THE PROBLEM:
Set the entries down once more, exactly as they are worded.

____ DATA PROVIDED

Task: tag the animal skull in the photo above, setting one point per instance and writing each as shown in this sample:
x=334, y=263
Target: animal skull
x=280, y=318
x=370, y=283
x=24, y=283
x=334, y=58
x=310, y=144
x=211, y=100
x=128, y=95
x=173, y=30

________

ANSWER:
Task: tag the animal skull in the photo above, setting one point per instance and writing each as shown in this sample:
x=334, y=263
Target: animal skull
x=280, y=318
x=370, y=283
x=24, y=283
x=334, y=58
x=310, y=144
x=211, y=100
x=128, y=95
x=173, y=30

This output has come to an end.